#### DIRECTIONS FOR THIS TASK:
Reproduce only the lines from the line containing "written like <point>351,264</point>." to the end of the entries below, including both of those lines.

Coordinate annotation records
━━━━━━━━━━━━━━━━━━━━━━━━━━━━━━

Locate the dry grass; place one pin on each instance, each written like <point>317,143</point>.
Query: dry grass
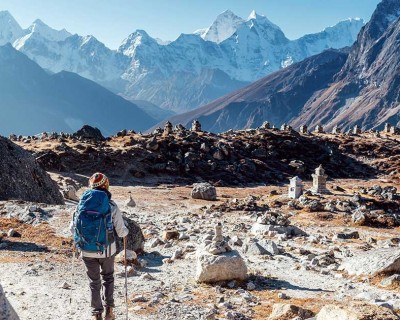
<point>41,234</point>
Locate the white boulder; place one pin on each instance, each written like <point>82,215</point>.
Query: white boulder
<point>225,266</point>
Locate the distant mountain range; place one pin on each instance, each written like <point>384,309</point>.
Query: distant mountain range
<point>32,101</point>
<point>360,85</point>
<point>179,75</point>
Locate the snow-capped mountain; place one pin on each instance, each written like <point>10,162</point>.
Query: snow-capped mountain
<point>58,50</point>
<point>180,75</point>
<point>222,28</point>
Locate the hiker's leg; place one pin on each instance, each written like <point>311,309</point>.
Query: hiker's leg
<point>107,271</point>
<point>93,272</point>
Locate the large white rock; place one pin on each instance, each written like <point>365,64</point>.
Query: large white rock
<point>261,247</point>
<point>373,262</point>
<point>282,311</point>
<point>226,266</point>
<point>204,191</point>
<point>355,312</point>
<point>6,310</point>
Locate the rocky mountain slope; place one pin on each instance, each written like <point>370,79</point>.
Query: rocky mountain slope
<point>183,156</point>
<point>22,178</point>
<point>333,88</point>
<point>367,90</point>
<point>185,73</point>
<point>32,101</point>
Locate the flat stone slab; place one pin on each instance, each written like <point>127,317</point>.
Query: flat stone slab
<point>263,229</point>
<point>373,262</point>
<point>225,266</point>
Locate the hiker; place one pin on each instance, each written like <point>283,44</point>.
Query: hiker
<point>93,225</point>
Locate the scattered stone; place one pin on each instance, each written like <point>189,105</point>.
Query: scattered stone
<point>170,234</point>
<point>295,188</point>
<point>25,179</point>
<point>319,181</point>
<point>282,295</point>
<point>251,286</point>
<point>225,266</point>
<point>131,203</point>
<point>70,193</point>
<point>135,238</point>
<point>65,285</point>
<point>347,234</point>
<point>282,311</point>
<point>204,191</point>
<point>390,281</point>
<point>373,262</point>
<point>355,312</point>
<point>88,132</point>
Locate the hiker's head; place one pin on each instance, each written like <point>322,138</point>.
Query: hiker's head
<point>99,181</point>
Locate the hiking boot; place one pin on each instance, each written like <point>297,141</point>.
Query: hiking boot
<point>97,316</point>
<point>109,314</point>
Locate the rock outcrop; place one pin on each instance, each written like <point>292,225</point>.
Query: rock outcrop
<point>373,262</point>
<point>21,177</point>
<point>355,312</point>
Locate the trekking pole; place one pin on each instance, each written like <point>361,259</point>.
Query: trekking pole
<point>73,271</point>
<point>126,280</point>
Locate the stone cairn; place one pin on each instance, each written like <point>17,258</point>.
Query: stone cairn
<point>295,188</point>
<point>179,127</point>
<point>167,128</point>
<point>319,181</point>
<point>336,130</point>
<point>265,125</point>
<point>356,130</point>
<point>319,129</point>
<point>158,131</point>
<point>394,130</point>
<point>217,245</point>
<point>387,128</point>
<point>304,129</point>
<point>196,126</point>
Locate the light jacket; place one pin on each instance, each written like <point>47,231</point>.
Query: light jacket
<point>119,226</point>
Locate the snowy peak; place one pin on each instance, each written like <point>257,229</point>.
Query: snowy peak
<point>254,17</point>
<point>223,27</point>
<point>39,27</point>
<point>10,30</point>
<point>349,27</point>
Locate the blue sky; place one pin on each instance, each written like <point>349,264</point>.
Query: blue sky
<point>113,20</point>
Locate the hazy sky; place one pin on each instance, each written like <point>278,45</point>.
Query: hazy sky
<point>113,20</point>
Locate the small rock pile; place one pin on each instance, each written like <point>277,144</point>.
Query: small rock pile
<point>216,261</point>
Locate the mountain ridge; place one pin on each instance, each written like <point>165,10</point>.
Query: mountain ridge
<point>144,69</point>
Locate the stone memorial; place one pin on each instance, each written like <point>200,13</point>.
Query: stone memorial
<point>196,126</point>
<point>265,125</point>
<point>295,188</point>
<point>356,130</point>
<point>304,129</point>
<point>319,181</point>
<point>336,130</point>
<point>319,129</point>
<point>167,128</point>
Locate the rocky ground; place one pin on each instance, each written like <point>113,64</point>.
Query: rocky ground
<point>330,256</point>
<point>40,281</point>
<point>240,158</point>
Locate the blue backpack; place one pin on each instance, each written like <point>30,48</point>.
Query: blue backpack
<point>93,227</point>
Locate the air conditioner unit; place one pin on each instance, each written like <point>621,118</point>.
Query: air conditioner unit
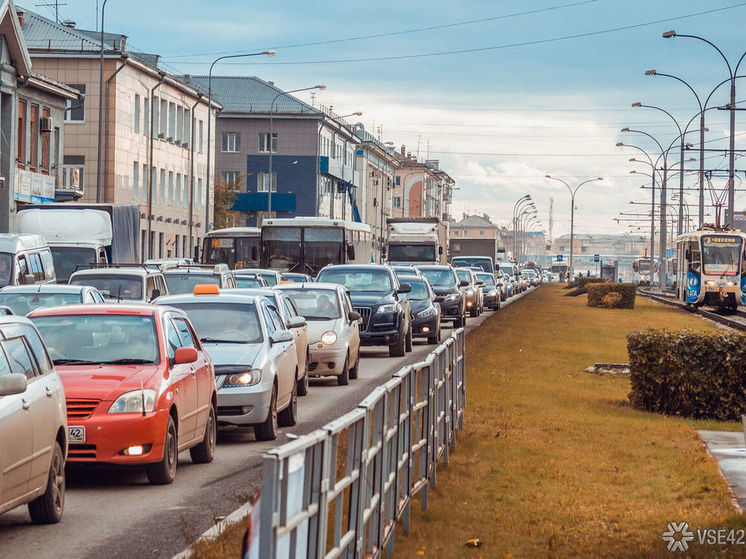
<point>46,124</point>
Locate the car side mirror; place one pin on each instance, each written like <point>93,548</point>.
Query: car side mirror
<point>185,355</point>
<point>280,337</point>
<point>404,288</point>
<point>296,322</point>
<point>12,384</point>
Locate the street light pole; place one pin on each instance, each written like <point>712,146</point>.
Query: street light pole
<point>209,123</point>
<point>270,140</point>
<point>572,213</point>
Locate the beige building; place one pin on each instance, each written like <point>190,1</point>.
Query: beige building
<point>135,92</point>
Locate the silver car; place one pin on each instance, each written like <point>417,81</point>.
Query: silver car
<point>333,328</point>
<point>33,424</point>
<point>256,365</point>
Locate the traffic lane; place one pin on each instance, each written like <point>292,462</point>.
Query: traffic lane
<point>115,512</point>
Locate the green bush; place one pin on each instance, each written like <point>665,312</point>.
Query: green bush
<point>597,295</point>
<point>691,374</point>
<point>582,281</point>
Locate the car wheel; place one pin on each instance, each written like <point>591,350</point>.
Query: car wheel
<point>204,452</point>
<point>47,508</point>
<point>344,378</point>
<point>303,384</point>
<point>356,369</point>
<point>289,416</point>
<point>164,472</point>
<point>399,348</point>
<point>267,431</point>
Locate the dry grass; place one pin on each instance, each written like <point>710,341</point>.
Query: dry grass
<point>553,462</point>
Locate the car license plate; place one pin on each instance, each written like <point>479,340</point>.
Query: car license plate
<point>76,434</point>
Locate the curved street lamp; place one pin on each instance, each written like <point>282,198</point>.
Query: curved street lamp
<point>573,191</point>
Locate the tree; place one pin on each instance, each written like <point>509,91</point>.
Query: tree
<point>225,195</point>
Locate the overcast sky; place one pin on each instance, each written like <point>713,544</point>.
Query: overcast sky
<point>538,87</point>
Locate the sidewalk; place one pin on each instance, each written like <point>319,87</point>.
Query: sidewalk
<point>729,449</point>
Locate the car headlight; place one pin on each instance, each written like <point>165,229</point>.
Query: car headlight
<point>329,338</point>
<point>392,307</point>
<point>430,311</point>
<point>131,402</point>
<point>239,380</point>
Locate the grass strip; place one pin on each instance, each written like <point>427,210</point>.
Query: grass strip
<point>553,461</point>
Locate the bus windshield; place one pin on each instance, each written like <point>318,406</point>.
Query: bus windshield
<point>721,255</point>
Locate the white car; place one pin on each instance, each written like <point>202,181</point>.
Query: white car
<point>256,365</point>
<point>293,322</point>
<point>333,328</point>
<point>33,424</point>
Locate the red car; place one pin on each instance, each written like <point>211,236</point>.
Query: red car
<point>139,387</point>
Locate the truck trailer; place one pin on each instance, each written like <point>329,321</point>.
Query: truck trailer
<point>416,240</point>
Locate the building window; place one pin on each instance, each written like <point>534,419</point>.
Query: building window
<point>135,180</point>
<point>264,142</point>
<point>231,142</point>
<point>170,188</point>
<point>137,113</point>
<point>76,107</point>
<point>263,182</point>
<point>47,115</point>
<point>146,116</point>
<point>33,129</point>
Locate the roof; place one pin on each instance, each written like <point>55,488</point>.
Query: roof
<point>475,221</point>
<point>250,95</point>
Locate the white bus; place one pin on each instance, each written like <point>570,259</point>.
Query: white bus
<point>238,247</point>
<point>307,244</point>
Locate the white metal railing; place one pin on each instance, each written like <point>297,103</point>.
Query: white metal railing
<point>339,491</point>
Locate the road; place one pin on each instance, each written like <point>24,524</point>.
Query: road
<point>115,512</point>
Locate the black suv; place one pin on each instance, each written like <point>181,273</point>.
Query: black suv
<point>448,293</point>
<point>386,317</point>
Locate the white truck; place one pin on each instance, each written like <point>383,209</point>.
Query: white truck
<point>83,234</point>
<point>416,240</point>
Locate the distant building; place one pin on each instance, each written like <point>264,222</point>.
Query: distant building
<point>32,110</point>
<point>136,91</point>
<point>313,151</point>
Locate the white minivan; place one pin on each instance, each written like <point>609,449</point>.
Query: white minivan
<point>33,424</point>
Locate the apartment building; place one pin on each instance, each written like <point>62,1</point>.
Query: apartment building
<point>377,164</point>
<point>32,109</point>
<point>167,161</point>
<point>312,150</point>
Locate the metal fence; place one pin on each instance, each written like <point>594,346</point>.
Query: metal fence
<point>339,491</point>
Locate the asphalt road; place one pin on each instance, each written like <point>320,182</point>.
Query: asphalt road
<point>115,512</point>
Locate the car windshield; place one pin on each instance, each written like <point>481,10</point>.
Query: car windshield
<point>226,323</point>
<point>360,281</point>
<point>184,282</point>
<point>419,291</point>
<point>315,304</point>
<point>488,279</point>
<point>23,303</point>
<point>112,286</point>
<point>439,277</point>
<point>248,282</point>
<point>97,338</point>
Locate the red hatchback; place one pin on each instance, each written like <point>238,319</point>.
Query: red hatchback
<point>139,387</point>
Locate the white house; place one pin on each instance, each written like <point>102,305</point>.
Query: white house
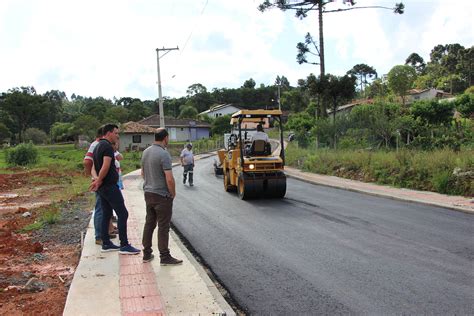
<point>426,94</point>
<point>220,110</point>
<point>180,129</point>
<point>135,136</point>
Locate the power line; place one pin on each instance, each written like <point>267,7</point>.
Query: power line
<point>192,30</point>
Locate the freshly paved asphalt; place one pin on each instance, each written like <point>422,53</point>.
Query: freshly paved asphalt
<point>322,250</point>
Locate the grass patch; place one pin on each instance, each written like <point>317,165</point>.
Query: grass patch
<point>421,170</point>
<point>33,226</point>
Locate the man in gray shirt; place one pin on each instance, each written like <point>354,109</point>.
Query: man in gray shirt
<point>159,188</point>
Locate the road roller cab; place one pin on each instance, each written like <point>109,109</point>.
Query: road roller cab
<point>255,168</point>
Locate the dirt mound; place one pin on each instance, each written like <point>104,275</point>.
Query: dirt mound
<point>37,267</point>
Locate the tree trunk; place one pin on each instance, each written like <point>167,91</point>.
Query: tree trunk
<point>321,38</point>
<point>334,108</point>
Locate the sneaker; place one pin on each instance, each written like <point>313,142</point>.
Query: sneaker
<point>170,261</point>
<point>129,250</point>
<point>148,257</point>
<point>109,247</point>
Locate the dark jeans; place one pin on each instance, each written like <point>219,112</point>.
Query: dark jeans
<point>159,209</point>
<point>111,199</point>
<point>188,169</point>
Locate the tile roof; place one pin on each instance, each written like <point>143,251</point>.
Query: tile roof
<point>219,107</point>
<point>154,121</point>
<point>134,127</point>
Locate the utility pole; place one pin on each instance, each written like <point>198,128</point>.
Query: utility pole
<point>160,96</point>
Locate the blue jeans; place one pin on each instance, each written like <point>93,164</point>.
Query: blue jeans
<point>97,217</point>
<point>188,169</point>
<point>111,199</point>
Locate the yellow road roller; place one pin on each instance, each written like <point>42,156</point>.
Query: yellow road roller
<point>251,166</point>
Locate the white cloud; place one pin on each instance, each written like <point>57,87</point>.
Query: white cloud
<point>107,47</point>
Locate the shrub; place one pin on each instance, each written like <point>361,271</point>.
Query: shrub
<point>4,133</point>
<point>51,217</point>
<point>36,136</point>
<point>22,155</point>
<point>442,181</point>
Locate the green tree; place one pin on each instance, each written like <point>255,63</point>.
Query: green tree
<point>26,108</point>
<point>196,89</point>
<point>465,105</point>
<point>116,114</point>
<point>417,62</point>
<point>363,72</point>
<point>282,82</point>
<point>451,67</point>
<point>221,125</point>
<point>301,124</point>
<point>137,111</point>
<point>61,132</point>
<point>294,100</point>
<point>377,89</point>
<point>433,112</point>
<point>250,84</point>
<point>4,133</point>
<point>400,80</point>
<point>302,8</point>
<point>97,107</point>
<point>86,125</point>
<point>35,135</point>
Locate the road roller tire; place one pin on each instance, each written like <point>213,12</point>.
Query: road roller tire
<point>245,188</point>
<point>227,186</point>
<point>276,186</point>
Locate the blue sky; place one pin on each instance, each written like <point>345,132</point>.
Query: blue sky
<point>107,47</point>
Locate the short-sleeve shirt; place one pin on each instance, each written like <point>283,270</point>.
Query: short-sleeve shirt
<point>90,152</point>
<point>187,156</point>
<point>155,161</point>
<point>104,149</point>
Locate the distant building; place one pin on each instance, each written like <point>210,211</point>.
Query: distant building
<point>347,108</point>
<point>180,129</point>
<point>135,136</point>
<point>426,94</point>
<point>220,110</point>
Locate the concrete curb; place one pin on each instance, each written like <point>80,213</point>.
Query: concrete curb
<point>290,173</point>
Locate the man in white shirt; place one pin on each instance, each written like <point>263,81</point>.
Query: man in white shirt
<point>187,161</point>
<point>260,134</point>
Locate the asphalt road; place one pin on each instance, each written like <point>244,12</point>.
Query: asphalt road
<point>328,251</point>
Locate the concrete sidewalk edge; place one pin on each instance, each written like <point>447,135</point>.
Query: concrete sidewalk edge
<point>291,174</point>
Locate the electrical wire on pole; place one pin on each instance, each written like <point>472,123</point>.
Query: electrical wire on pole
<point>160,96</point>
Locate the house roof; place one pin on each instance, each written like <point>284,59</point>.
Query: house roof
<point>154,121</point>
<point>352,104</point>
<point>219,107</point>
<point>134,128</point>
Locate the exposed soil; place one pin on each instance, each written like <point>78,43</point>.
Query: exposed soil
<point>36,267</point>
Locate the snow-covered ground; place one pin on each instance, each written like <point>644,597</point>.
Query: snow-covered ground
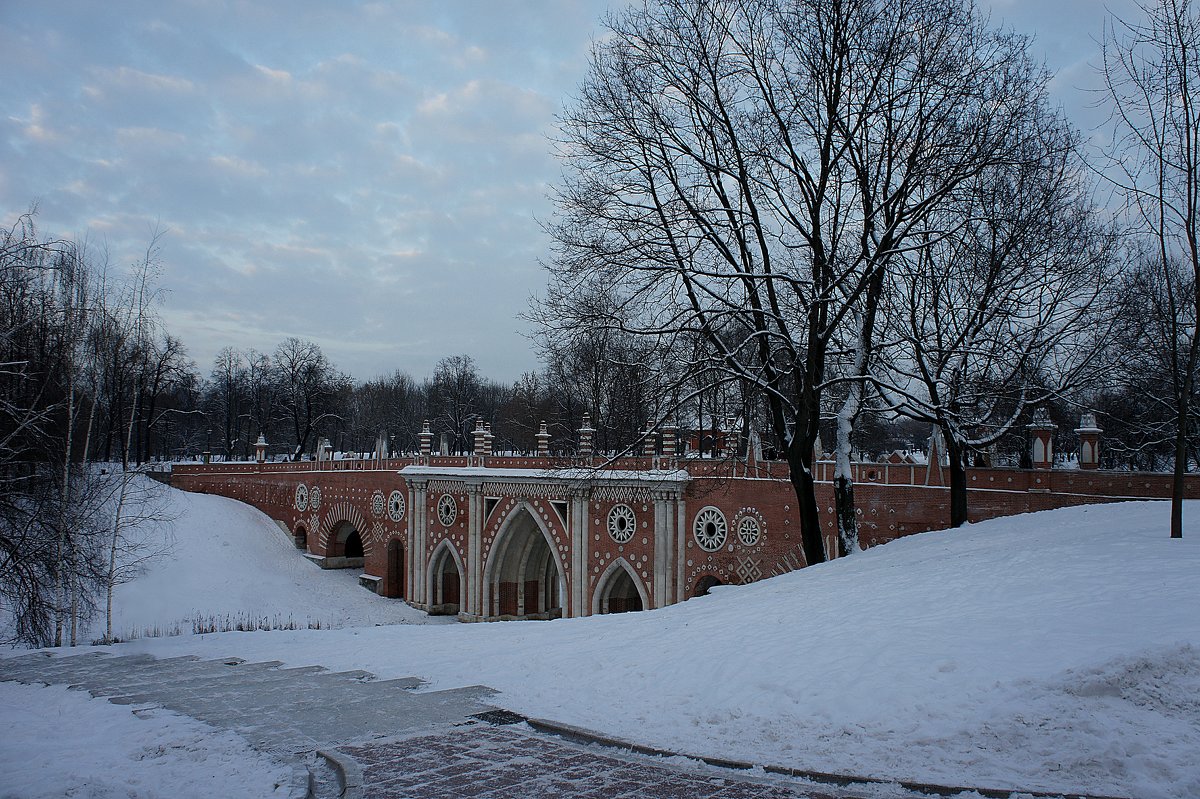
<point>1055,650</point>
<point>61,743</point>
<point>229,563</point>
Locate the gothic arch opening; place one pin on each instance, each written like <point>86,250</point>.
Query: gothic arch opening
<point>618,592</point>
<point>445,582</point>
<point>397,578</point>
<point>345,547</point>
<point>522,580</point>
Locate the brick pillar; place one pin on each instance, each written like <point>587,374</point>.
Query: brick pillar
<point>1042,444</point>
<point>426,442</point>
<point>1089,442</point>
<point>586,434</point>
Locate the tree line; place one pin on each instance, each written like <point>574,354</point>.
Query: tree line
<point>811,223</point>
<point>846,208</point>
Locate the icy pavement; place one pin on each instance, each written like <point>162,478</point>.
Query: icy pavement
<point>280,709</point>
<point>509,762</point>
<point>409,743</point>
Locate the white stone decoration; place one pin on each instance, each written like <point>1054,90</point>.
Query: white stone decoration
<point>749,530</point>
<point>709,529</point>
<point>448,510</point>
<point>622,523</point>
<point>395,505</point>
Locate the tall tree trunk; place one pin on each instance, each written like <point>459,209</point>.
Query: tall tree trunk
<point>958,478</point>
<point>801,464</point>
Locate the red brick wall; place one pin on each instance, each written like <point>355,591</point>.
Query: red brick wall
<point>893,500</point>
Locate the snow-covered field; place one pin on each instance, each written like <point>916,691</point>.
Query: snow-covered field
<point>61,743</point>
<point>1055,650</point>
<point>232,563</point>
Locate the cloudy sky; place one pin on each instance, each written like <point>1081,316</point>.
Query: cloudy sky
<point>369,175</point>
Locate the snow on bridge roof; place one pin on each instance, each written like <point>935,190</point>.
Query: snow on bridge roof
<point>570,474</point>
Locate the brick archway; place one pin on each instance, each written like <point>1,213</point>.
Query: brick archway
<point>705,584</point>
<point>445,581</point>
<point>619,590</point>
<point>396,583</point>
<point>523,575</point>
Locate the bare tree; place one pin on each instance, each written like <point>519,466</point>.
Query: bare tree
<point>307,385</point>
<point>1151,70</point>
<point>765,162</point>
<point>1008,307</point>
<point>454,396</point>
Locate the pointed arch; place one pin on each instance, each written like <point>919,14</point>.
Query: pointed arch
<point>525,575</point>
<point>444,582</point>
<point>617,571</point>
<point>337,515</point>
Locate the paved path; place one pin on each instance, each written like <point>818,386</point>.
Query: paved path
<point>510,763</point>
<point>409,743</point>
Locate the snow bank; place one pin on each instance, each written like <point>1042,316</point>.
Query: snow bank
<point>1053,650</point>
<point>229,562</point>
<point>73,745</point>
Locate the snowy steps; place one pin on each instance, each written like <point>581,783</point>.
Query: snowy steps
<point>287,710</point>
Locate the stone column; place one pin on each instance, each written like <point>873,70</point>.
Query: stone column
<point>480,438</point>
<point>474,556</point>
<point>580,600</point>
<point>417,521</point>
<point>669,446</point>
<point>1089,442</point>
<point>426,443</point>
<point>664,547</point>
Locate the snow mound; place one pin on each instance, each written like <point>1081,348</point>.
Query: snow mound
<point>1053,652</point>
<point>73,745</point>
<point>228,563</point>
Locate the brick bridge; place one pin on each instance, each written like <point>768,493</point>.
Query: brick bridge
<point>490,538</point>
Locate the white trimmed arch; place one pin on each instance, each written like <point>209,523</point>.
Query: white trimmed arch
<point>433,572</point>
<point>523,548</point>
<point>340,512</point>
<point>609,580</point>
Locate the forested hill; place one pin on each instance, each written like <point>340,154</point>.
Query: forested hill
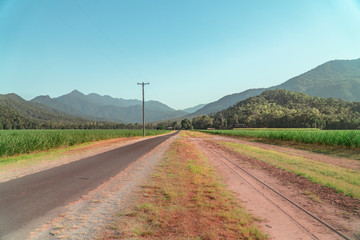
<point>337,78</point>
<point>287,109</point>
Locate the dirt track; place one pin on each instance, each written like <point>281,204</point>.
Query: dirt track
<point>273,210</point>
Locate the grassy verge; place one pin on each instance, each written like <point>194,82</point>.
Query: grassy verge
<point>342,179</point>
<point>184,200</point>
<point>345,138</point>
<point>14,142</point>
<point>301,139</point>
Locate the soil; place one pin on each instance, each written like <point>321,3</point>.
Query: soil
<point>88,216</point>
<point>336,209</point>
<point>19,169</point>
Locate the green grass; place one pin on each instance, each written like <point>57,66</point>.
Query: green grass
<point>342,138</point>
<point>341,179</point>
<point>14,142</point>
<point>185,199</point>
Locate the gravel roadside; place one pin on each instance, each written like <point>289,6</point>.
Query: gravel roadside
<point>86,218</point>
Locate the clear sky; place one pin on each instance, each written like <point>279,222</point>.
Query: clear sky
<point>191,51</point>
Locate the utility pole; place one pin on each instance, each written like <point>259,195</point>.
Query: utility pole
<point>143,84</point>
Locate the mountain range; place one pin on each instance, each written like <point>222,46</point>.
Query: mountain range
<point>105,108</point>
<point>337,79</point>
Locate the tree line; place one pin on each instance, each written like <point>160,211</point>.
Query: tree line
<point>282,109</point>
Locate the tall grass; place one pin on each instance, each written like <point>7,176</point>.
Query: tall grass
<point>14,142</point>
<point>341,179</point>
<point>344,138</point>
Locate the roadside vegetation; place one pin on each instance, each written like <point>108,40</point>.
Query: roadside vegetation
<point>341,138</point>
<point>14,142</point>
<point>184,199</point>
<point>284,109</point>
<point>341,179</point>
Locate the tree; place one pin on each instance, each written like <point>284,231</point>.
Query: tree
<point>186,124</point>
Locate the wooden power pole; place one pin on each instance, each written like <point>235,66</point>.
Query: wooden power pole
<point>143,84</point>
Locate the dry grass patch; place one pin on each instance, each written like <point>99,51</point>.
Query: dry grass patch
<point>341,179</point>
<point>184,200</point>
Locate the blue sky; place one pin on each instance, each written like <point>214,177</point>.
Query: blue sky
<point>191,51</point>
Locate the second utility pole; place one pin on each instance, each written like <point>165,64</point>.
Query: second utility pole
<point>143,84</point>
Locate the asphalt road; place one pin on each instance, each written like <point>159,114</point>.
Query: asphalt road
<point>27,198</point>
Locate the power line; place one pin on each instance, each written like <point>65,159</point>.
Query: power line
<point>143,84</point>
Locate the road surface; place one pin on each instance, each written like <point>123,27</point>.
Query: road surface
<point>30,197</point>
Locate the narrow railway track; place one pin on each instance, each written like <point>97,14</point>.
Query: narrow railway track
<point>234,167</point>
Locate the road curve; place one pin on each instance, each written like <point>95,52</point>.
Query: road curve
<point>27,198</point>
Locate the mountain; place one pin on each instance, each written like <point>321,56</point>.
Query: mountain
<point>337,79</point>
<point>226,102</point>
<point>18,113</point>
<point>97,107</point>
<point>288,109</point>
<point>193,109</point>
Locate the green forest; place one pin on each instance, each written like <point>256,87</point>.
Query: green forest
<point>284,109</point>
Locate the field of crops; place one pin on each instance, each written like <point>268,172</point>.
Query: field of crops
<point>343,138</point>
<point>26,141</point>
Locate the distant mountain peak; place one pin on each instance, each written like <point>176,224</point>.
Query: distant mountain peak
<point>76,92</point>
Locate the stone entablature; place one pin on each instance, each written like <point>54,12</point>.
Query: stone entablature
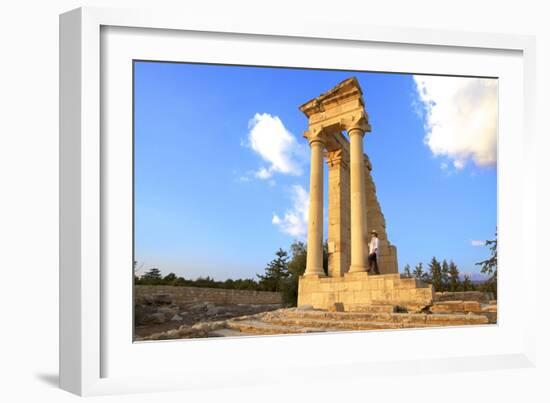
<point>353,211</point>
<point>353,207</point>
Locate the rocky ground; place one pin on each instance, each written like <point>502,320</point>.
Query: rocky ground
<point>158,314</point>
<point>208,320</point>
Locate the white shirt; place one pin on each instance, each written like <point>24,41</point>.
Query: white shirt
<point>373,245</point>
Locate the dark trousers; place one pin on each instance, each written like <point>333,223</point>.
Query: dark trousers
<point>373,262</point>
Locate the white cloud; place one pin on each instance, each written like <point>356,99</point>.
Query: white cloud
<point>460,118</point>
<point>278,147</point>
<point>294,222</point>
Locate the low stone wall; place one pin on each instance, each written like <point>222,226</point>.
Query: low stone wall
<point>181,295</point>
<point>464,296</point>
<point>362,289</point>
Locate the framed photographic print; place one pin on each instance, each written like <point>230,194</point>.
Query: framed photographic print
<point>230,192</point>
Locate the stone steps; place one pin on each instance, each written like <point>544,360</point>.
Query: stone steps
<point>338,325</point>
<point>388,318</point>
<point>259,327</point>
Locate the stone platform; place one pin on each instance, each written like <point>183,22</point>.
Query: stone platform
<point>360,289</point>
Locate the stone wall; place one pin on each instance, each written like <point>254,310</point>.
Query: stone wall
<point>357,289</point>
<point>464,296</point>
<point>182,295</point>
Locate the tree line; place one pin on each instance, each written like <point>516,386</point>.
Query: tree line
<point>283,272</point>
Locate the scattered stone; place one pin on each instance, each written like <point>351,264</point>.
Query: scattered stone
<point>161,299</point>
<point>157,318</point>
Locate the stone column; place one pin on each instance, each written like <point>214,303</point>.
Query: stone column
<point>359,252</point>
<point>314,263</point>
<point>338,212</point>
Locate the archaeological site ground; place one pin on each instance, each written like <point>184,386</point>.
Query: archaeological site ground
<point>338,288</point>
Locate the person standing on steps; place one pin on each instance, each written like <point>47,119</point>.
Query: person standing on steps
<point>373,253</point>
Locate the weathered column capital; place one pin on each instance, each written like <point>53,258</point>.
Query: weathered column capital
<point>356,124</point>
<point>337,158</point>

━━━━━━━━━━━━━━━━━━━━━━━━━━━━━━

#### ANSWER:
Locate the scattered stone; place one pin on each instance, each written like <point>351,264</point>.
Query: scattered stone
<point>161,299</point>
<point>157,318</point>
Locate the stone column; place one pin on each instance, each written like <point>214,303</point>.
Query: stone column
<point>359,252</point>
<point>314,263</point>
<point>338,212</point>
Locate the archaeological site ground; place one pin on each instance, each written like <point>184,386</point>.
Query: archaeological site ground
<point>338,288</point>
Locate the person standing on steps; place one pin on each instance, each written like <point>47,119</point>.
Query: person standing on steps
<point>373,253</point>
Locate the weathered column capital; place one pin on each instance, each written like <point>53,258</point>.
Query: weathered column capital
<point>356,124</point>
<point>337,158</point>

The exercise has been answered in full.